* _Data listing_:
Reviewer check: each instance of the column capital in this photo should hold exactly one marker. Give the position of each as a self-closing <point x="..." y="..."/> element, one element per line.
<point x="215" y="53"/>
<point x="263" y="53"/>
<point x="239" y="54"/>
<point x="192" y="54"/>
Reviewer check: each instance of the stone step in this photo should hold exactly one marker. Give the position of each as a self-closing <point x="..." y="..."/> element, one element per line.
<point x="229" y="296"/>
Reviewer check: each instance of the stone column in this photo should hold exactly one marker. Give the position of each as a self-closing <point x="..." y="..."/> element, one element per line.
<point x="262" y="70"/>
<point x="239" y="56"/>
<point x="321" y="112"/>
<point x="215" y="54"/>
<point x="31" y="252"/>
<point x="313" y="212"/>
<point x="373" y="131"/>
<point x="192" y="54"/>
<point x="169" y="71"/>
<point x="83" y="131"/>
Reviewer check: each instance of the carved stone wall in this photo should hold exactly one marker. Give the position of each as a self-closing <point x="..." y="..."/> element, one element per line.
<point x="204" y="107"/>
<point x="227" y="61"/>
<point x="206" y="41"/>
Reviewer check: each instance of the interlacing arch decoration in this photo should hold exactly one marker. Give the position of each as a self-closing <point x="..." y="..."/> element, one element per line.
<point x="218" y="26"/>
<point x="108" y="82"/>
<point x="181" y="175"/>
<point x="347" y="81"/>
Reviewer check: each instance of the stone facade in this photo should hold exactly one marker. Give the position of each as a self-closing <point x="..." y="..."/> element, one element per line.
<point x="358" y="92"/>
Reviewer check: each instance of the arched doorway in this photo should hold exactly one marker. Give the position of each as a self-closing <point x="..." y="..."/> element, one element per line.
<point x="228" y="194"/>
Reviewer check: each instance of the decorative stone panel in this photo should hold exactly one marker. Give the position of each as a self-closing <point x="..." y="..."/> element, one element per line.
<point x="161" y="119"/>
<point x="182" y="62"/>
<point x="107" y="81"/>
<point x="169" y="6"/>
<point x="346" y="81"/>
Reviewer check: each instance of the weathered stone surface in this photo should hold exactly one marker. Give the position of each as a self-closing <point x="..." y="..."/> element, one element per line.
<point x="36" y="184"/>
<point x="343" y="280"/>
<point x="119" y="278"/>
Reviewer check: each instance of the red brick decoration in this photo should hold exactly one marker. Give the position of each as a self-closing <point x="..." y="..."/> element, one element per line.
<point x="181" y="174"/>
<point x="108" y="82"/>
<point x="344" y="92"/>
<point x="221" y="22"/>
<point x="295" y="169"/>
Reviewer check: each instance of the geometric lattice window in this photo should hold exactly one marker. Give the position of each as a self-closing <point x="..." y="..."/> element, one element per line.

* _Instructions for the task_:
Set out the rows above as a numbered list, from the line containing "Reviewer check: each instance of the decorative" through the final row, both included, and skip any blank lines.

* _Reply_:
1. Reviewer check: each instance of the decorative stone panel in this photo should hold exactly one marker. Give the position of each as a self-closing <point x="..." y="..."/> element, one element per line.
2. <point x="161" y="119"/>
3. <point x="182" y="62"/>
4. <point x="107" y="81"/>
5. <point x="169" y="6"/>
6. <point x="346" y="81"/>
7. Reviewer check: each instance of the weathered stone surface in this photo should hold exactly one marker. Give the position of each as a self-closing <point x="..." y="..."/> element, one element per line.
8. <point x="36" y="184"/>
9. <point x="343" y="280"/>
10. <point x="119" y="278"/>
11. Reviewer check: each instance of the red brick decoration in this photo should hold exactly one marker. Give the position of each as a self-closing <point x="..." y="..."/> element, one element per line.
12. <point x="181" y="174"/>
13. <point x="108" y="82"/>
14. <point x="344" y="92"/>
15. <point x="221" y="22"/>
16. <point x="295" y="169"/>
17. Reviewer check: each instance of the geometric lattice window in this photo should hold exactly one marker. Give the position of each as a self-closing <point x="..." y="..."/> element, one element per line.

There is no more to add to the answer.